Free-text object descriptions
◇ ◇ ◇ ◇

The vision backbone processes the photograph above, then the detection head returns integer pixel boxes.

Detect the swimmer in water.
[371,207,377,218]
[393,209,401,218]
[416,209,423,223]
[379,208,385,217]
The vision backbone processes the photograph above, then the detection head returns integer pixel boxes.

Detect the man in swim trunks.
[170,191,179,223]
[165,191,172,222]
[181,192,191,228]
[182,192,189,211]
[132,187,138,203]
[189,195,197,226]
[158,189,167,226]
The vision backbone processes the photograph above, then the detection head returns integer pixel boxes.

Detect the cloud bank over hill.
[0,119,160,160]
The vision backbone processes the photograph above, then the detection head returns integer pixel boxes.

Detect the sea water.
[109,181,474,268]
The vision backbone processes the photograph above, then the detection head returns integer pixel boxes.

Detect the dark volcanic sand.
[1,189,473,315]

◇ ◇ ◇ ◇

◆ **WHAT YOU WILL DO**
Word for word, repeat each entry shown above.

◆ **EXERCISE OUTPUT**
The vision backbone processes the photograph above, then the detection head returns integer pixel boxes.

Detect the swimmer in water.
[371,207,377,218]
[393,209,401,218]
[416,209,423,223]
[379,208,385,217]
The vision backbone processes the photograph above, then the detection head returns integer pixel boxes.

Detect the man in swim trunks.
[170,191,179,223]
[165,191,172,222]
[181,192,191,228]
[182,192,189,211]
[132,187,138,203]
[189,195,197,226]
[158,189,167,226]
The vision backbone processes the photograph above, then the detection head returns integer pixel boxes.

Detect the cloud bank over hill.
[0,119,160,160]
The vision backbone processes the photograph above, then the detection head returns integer pixel boxes.

Detect the sea water.
[109,181,474,268]
The vision backbone processes the photograph above, then the detection head returns integer pixel boxes.

Detect the dark volcanic sand.
[1,189,473,315]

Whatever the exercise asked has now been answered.